**Como resolver**
Resuma em duas frases o trecho sobre o colisor linear.

**Trecho fornecido**

Em fevereiro, em uma conferência de física realizada em
Vancouver, na Colúmbia Britânica, a equipe que trabalhou no projeto do colisor
durante a última década transferiu os planos para um novo consórcio, a Linear
Collider Collaboration ("Colaboração do Colisor Linear"), dirigido
por Lyn Evans, que construiu o Grande Colisor de Hádrons do Cern. Evans disse
que a construção do colisor, próximo grande destaque de sua carreira, teria
início dentro de dois anos no Japão.
Quão desesperadamente os Estados Unidos querem
participar desses projetos, dos quais podem vir os próximos grandes avanços na
nossa compreensão do universo?

**Linhas fornecidas**

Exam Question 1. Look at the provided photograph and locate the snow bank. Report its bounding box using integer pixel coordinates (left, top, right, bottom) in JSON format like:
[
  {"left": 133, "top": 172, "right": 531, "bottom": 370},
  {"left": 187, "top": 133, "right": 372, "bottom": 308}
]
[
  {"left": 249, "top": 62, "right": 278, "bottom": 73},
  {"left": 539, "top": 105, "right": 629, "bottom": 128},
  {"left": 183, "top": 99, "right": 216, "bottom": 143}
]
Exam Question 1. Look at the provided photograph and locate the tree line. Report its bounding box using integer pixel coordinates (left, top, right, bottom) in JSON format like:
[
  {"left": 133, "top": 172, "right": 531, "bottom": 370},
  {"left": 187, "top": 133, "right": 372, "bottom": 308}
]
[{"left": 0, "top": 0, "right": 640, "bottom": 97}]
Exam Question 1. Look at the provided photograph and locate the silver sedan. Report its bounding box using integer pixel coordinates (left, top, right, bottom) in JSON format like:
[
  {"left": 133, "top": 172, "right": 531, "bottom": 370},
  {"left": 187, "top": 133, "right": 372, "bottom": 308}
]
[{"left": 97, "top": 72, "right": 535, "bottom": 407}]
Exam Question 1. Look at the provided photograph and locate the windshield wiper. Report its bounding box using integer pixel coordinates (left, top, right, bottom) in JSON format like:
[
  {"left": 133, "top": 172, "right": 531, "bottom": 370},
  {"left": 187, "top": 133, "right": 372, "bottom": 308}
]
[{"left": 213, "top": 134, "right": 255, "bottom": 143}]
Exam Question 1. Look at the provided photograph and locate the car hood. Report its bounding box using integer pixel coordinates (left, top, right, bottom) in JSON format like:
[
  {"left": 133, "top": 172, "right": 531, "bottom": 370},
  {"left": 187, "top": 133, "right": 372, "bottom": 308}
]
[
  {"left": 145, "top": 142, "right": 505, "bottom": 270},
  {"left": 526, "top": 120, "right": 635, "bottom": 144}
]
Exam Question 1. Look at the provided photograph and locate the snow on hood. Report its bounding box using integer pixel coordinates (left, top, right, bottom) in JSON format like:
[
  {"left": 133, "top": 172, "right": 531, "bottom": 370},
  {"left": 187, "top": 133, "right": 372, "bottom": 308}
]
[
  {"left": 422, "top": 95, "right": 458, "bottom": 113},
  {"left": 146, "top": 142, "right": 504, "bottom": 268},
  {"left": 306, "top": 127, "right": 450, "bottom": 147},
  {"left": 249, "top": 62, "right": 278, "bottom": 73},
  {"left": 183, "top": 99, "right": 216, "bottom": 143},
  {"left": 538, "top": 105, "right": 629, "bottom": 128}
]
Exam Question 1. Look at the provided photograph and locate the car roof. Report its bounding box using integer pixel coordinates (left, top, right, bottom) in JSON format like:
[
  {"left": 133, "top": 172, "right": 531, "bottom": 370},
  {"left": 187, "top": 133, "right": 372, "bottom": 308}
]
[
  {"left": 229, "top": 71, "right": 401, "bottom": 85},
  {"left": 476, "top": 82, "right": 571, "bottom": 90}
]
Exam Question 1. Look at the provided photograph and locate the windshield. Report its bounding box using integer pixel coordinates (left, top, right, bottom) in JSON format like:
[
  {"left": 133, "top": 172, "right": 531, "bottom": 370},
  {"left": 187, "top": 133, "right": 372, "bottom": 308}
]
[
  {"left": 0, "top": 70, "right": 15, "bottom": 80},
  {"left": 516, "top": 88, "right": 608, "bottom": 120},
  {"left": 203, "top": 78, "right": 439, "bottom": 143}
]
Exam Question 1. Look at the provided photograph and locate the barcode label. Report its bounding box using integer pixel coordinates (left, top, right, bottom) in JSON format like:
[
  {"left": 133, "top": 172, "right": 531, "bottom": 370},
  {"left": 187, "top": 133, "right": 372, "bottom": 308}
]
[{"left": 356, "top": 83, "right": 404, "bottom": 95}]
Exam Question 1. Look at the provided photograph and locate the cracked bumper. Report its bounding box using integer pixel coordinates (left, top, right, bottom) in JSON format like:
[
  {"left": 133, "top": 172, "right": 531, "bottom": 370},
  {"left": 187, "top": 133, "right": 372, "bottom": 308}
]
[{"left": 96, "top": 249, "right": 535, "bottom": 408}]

**Resposta**
Em fevereiro, numa conferência de física em Vancouver, a equipe que trabalhou no projeto do colisor durante a última década transferiu os planos para a Linear Collider Collaboration, dirigida por Lyn Evans, que construiu o Grande Colisor de Hádrons do Cern e disse que a construção começaria no Japão dentro de dois anos. Em seguida, pergunta-se quão desesperadamente os Estados Unidos querem participar desses projetos, dos quais podem vir os próximos grandes avanços na compreensão do universo.